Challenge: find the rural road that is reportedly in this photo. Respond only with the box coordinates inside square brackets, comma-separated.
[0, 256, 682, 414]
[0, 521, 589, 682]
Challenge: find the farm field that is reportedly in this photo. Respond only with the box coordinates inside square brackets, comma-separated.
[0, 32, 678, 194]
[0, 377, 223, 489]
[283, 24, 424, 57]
☆ ☆ ☆ ☆
[What needs to be done] Write out every line of the entries again, requests included. Shift each box coordinate in the answers up by 20.

[The response]
Challenge: find the rural road that is reportedly in this photo. Respond only with the box coordinates inside square brackets, comma-separated.
[20, 276, 702, 434]
[20, 541, 609, 702]
Challenge: find the farm field that is reportedly in this photo. Respond only with the box coordinates inside square brackets, comma-separated.
[20, 52, 698, 214]
[20, 397, 243, 509]
[303, 44, 444, 77]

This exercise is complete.